# Task details:
The expected output is the line bearing "the tree trunk" followed by all remaining lines of the records, each restated word for word.

------------------------------------------------------------

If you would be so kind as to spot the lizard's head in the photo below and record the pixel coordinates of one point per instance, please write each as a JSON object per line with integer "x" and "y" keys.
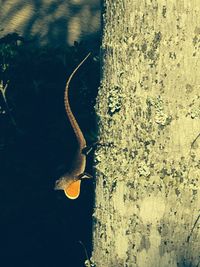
{"x": 70, "y": 185}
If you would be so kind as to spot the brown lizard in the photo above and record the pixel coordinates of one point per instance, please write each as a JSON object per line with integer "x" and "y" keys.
{"x": 70, "y": 182}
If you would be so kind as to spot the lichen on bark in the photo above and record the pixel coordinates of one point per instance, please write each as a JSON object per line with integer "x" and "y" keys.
{"x": 147, "y": 179}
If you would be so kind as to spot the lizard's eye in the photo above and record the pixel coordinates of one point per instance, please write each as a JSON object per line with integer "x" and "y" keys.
{"x": 73, "y": 190}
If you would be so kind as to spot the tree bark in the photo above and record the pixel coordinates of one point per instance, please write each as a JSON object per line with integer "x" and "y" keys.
{"x": 147, "y": 204}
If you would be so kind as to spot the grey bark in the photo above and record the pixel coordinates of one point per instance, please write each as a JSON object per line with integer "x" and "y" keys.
{"x": 147, "y": 205}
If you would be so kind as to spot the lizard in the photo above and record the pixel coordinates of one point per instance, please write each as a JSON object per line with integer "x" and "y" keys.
{"x": 70, "y": 182}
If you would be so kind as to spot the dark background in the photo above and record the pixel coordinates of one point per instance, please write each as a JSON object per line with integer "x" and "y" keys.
{"x": 38, "y": 225}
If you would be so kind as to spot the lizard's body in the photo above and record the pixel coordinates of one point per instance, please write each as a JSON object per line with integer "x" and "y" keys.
{"x": 71, "y": 181}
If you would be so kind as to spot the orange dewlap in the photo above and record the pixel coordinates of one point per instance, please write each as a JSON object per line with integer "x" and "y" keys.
{"x": 73, "y": 190}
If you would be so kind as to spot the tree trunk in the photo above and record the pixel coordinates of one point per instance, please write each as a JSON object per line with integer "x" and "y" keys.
{"x": 147, "y": 206}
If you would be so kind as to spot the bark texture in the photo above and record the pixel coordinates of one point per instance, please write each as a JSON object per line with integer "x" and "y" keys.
{"x": 147, "y": 206}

------------------------------------------------------------

# Expected answer:
If you would be so kind as to spot the tree trunk in the photo above and record the pixel coordinates of one point per instance, please write each as a JSON object per line with integer "x" and "y" keys.
{"x": 147, "y": 206}
If you would be so kind as to spot the bark texture in the photo above and record the pixel coordinates of one point per instance, please write each as a JSON object per line with integer "x" and "y" keys.
{"x": 147, "y": 206}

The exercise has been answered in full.